» **SET TASK**: Please reproduce every one of the records below line for line, with no changes to any character.

» **DATA FOR THIS EXERCISE**:
»»
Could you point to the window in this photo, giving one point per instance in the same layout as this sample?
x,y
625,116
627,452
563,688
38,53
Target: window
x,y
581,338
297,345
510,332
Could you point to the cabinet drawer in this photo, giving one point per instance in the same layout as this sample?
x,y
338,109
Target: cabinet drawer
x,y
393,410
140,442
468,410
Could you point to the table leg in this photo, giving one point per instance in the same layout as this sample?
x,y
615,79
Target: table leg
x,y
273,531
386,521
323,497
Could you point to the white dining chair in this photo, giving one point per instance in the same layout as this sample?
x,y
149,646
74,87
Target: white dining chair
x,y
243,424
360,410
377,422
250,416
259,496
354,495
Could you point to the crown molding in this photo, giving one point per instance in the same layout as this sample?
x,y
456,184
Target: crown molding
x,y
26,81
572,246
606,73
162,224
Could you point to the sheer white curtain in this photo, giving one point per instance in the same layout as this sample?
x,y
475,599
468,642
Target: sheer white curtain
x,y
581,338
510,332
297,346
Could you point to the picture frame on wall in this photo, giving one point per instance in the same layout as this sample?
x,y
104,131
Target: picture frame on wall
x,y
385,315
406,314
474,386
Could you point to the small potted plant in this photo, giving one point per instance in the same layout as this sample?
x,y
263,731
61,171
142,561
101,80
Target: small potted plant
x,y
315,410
««
» **RESULT OF THIS EXERCISE**:
Could you point to the window in this photo, giving one point per instance in the same layout as this sample?
x,y
625,116
627,452
563,688
38,53
Target: window
x,y
581,338
297,345
510,332
Could you point to the cabinet drawer in this photo, giving one point per instance in the same layout as this sample?
x,y
338,109
Target: cabinet drawer
x,y
393,410
140,442
468,410
Could you point to the table leg in this photo, giving one point per instance in the same layout as this sample?
x,y
615,79
Target: table leg
x,y
273,531
386,521
323,497
Could you point to the white dining chair in this photo, giving one point per instance in the same layout as this sample?
x,y
149,646
74,87
Target: white dining chair
x,y
243,424
360,410
377,422
250,416
259,496
354,495
Could you point to the crown molding in this photo, giving one point per instance in the same layout as this sample?
x,y
456,184
Target: crown molding
x,y
26,81
572,246
606,73
162,224
Could you point to the sheer white curtain in this photo, giving one point per instance in the same layout as this sample?
x,y
475,599
468,642
Target: sheer white curtain
x,y
581,338
510,332
297,346
Could you point to the picture frame on wall in this photo, giving one point per instance in the same layout as this sample?
x,y
104,131
Target: picture frame on wall
x,y
385,315
406,314
474,386
Could you point to the small potted plant in this photo, giving one point per instance in the same layout as this sample?
x,y
263,731
61,171
142,561
101,80
Target: small potted plant
x,y
315,410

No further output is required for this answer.